= Problem description =
For the word "brown", search the records and show each line in which it occurs.
Provided entries below:
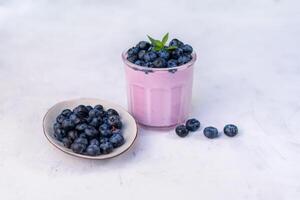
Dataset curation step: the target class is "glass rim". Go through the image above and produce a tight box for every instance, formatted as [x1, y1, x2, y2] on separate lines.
[122, 50, 197, 72]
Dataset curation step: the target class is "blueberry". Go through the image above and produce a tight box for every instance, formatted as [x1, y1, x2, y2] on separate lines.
[94, 104, 103, 111]
[100, 137, 109, 144]
[167, 59, 177, 68]
[171, 48, 183, 59]
[175, 125, 189, 137]
[107, 109, 119, 116]
[127, 54, 138, 63]
[74, 137, 89, 146]
[89, 109, 103, 118]
[157, 50, 170, 60]
[223, 124, 238, 137]
[61, 109, 72, 117]
[54, 128, 66, 141]
[71, 143, 86, 154]
[102, 117, 108, 124]
[153, 58, 167, 68]
[75, 123, 88, 132]
[79, 133, 87, 138]
[89, 138, 100, 146]
[99, 124, 112, 138]
[177, 55, 192, 65]
[61, 119, 75, 131]
[186, 119, 200, 132]
[86, 105, 93, 112]
[107, 115, 120, 127]
[145, 62, 154, 68]
[84, 126, 99, 139]
[136, 41, 150, 50]
[99, 141, 114, 154]
[109, 133, 125, 148]
[73, 105, 89, 118]
[203, 127, 219, 139]
[127, 47, 139, 56]
[56, 114, 65, 124]
[53, 122, 61, 131]
[86, 145, 101, 156]
[62, 137, 72, 148]
[138, 50, 146, 60]
[67, 130, 78, 141]
[89, 117, 102, 128]
[69, 113, 81, 125]
[134, 60, 145, 66]
[182, 44, 193, 54]
[169, 39, 184, 47]
[143, 52, 157, 62]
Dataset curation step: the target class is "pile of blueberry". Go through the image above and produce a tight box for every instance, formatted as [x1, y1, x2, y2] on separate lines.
[127, 33, 193, 68]
[175, 118, 238, 139]
[53, 105, 125, 156]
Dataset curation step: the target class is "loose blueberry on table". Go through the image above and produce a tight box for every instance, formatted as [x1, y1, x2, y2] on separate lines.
[203, 127, 219, 139]
[53, 105, 125, 156]
[223, 124, 238, 137]
[126, 33, 193, 70]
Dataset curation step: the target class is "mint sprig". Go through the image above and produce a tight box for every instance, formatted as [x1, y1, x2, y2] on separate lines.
[147, 33, 176, 51]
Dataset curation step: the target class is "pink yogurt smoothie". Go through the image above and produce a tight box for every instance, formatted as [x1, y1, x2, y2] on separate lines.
[122, 52, 196, 127]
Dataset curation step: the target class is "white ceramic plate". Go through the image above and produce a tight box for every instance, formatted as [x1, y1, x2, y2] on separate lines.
[43, 98, 138, 160]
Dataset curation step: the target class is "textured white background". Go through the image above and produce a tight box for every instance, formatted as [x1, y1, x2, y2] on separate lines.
[1, 0, 300, 199]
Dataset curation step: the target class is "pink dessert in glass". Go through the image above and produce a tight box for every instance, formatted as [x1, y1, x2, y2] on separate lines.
[122, 34, 197, 127]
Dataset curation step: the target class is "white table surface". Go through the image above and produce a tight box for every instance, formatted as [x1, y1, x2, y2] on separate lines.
[1, 0, 300, 199]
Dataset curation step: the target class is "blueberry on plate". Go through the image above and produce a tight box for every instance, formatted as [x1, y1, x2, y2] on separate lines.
[112, 128, 122, 135]
[74, 137, 89, 146]
[100, 137, 109, 144]
[107, 109, 119, 116]
[143, 52, 157, 62]
[109, 133, 125, 148]
[107, 115, 120, 126]
[223, 124, 238, 137]
[71, 142, 86, 154]
[153, 58, 167, 68]
[136, 41, 150, 50]
[75, 123, 88, 132]
[84, 126, 99, 139]
[203, 127, 219, 139]
[181, 44, 193, 54]
[175, 125, 189, 137]
[73, 105, 89, 118]
[169, 39, 184, 47]
[86, 144, 101, 156]
[79, 133, 87, 138]
[94, 104, 104, 111]
[89, 138, 100, 146]
[86, 105, 93, 112]
[89, 117, 102, 128]
[62, 137, 72, 148]
[67, 130, 78, 141]
[100, 141, 114, 154]
[186, 118, 200, 132]
[53, 122, 61, 131]
[61, 119, 75, 131]
[61, 109, 72, 117]
[54, 128, 66, 141]
[69, 113, 81, 125]
[99, 123, 112, 137]
[56, 114, 65, 124]
[167, 59, 177, 68]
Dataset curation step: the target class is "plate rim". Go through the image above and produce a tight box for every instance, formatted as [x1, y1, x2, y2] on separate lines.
[42, 98, 138, 160]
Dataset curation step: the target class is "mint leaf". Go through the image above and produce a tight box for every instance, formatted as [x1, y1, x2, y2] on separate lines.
[162, 33, 169, 46]
[166, 46, 177, 51]
[147, 35, 157, 46]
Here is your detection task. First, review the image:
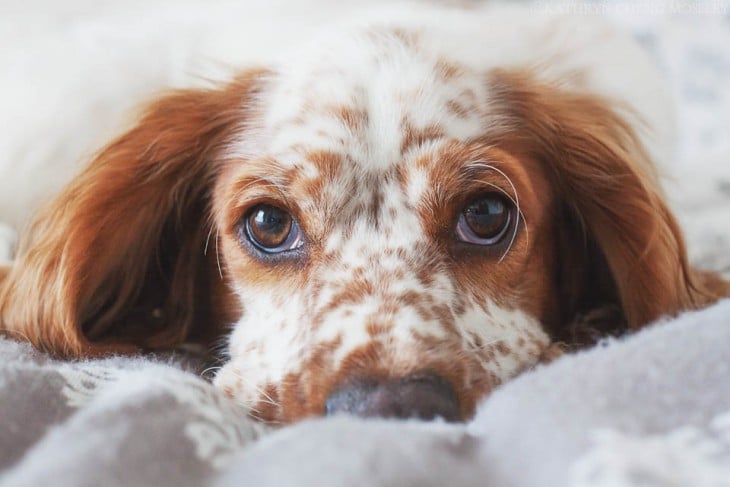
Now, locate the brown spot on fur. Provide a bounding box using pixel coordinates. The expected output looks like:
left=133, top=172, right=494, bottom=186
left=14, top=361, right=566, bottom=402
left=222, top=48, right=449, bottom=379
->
left=274, top=335, right=344, bottom=423
left=432, top=304, right=457, bottom=333
left=292, top=149, right=345, bottom=211
left=539, top=344, right=565, bottom=363
left=305, top=149, right=343, bottom=176
left=495, top=342, right=511, bottom=356
left=400, top=121, right=444, bottom=154
left=435, top=58, right=465, bottom=81
left=311, top=278, right=375, bottom=327
left=416, top=266, right=436, bottom=287
left=289, top=115, right=306, bottom=126
left=393, top=28, right=419, bottom=45
left=366, top=321, right=392, bottom=337
left=446, top=99, right=472, bottom=118
left=460, top=88, right=477, bottom=105
left=452, top=295, right=467, bottom=316
left=331, top=106, right=369, bottom=134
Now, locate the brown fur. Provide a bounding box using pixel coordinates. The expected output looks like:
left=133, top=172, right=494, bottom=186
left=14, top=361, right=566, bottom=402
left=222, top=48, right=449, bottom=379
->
left=0, top=69, right=268, bottom=357
left=482, top=69, right=727, bottom=333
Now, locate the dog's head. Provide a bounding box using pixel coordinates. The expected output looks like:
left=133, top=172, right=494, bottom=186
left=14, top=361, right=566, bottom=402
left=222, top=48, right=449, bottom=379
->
left=1, top=28, right=724, bottom=424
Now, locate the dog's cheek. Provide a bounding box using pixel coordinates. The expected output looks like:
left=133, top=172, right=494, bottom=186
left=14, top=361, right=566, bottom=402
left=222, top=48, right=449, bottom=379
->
left=451, top=301, right=552, bottom=383
left=213, top=289, right=309, bottom=418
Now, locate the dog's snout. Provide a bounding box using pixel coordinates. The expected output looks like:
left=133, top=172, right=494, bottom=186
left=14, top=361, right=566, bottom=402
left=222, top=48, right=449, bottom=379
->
left=324, top=374, right=460, bottom=422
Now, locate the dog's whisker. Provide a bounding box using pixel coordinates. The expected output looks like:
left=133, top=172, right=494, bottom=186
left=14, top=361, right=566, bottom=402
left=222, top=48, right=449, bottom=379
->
left=204, top=225, right=214, bottom=257
left=199, top=365, right=222, bottom=378
left=259, top=396, right=280, bottom=409
left=471, top=337, right=506, bottom=352
left=215, top=228, right=223, bottom=279
left=228, top=369, right=281, bottom=409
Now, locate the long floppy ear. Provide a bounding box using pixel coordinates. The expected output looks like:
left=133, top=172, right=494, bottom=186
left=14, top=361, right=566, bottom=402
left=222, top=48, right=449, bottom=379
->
left=487, top=69, right=728, bottom=334
left=0, top=70, right=265, bottom=357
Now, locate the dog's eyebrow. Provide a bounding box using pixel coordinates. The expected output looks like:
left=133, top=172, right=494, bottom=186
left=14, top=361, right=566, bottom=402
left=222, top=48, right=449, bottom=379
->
End of Provided entries.
= Response below =
Now, locate the brown spot on fur. Provide a bounding box using pixel coordinates. The expected output looks like:
Now, locate the brown fur. Provide a bounding box using pixel coordinates. The expected output looks like:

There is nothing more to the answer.